§ QUESTIONS ON THE MATERIAL:
- a) According to the passage on illness criteria, which book discusses patients failing to recognize that they have neurocognitive dysfunction?
- b) Reproduce the portion of the passage on illness criteria between "Tina agrees that" and "the right diagnosis.", inclusive.

Tina agrees that neurocognitive impairment and autonomic dysfunction should be optional:
The neurocognitive is required in CCC but is optional in SEID.... I have seen some patients not recognize that they have neurocognitive dysfunction. This is discussed in "Osler's Web." So if a doctor asked, the person might say they don't have that problem. I didn't notice it until 2.5 years into my disease. I started making mistakes in my typing, making mistakes in adding up the bank deposit or in balancing my checkbook, unable to remember a phone number long enough to dial it. But when is it normal brain glitches, stress-induced or a symptom of a disease? It's hard to tell in the beginning. So making it a required symptom when many children with the disease don't have that symptom and many patients don't recognize they have it when they do could hinder making the right diagnosis.
The autonomic dysfunction is optional in SEID and CCC. I had this since I was 6, decades before I developed this disease. So it is a key feature for me. And in fact, a study that showed the high prevalence of orthostatic intolerance in CFS patients helped me know for sure I have CFS, when I developed the CFS symptoms later in life. The OI have caused fainting spells every couple of years when I was a child and two episodes as an adult. However, I went for a tilt table test last fall, and it showed normal. How could that be? Was it the French onion soup (fluid and salty) I had right before? Who knows. But I know if OI was a requirement for the disease as measured by a tilt table test, I would have not met the criteria at that moment. But that doesn't mean I don't have the disease. Maybe that's why IoM committee didn't make it required.

§ DATA PROVIDED:

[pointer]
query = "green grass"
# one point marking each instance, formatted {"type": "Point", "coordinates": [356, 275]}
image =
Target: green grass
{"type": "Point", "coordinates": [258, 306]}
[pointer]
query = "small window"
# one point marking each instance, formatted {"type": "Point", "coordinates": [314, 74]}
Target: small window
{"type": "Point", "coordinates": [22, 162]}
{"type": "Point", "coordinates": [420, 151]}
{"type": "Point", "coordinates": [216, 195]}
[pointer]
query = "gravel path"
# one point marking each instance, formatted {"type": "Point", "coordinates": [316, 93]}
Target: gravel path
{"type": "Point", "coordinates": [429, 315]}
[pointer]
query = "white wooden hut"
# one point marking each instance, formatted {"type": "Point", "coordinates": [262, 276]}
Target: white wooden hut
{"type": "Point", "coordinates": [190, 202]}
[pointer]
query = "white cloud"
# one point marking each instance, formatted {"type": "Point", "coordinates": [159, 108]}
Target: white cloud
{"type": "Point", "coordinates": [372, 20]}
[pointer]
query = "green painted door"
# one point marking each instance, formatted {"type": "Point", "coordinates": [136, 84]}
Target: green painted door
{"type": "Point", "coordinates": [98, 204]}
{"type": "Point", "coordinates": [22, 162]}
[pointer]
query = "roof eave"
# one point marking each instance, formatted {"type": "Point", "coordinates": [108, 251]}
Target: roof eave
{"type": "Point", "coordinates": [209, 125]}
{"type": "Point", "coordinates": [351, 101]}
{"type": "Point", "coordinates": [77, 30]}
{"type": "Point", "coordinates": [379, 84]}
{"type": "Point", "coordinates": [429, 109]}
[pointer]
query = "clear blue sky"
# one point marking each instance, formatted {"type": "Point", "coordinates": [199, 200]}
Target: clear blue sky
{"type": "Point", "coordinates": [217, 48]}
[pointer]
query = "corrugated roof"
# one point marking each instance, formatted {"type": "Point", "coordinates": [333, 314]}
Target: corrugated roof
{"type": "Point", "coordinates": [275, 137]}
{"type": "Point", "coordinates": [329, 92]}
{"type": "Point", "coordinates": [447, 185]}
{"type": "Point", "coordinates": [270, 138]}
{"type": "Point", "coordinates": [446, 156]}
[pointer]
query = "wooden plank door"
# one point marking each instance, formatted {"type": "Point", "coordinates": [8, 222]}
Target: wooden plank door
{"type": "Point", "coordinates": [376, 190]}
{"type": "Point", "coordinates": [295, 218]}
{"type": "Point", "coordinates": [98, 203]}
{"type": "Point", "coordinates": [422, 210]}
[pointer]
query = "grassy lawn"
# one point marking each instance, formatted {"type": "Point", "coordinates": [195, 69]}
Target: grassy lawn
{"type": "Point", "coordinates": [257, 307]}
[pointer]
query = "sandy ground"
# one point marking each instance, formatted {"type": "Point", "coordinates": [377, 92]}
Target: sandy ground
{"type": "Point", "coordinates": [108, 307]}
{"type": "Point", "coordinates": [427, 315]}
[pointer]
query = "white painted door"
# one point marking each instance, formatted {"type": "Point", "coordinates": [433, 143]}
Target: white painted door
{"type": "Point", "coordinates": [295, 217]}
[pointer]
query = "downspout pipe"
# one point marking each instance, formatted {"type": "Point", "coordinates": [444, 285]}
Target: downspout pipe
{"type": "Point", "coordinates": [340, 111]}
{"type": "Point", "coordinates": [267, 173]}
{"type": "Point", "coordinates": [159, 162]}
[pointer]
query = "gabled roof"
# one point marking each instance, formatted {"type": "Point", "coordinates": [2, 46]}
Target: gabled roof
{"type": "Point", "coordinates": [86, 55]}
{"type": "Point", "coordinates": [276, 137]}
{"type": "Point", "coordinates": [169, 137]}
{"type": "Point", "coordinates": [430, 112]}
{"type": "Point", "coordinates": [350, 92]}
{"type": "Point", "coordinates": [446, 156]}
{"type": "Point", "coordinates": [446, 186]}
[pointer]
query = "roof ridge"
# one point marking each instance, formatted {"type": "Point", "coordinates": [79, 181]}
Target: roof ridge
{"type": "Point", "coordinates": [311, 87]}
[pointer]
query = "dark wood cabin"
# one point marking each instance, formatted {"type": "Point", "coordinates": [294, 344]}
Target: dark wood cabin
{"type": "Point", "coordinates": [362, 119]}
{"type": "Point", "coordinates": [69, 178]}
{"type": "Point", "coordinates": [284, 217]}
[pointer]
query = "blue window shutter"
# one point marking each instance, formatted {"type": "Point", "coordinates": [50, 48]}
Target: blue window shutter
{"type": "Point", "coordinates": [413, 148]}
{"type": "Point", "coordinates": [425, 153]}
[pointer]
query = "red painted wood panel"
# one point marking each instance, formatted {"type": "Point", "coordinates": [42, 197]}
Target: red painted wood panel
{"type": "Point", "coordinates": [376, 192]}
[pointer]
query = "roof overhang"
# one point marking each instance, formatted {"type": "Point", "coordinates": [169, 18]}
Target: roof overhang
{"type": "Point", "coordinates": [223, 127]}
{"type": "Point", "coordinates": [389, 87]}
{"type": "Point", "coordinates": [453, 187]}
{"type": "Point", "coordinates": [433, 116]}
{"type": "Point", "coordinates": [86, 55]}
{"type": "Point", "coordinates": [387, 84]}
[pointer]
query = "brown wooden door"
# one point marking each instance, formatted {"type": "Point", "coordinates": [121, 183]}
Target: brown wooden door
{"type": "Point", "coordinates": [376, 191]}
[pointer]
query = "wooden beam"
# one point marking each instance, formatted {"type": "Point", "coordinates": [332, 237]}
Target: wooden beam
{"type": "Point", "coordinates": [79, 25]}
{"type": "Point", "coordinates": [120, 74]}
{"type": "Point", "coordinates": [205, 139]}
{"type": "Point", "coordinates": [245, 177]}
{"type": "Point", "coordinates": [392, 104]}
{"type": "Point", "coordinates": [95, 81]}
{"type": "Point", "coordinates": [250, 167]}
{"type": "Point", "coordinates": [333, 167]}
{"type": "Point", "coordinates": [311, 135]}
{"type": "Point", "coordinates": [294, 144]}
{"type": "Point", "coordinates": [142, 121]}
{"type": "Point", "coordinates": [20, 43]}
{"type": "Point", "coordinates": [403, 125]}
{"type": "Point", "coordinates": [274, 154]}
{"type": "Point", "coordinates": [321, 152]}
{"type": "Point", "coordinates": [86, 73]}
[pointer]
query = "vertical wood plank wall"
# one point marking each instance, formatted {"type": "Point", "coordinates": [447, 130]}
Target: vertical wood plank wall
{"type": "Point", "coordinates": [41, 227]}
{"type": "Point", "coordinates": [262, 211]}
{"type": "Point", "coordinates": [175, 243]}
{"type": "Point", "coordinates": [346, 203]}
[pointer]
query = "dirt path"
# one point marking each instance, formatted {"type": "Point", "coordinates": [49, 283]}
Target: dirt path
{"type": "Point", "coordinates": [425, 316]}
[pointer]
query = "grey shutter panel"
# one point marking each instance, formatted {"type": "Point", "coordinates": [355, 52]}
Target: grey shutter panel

§ RESULTS FOR EACH TASK:
- a) "Osler's Web."

- b)
Tina agrees that neurocognitive impairment and autonomic dysfunction should be optional:
The neurocognitive is required in CCC but is optional in SEID.... I have seen some patients not recognize that they have neurocognitive dysfunction. This is discussed in "Osler's Web." So if a doctor asked, the person might say they don't have that problem. I didn't notice it until 2.5 years into my disease. I started making mistakes in my typing, making mistakes in adding up the bank deposit or in balancing my checkbook, unable to remember a phone number long enough to dial it. But when is it normal brain glitches, stress-induced or a symptom of a disease? It's hard to tell in the beginning. So making it a required symptom when many children with the disease don't have that symptom and many patients don't recognize they have it when they do could hinder making the right diagnosis.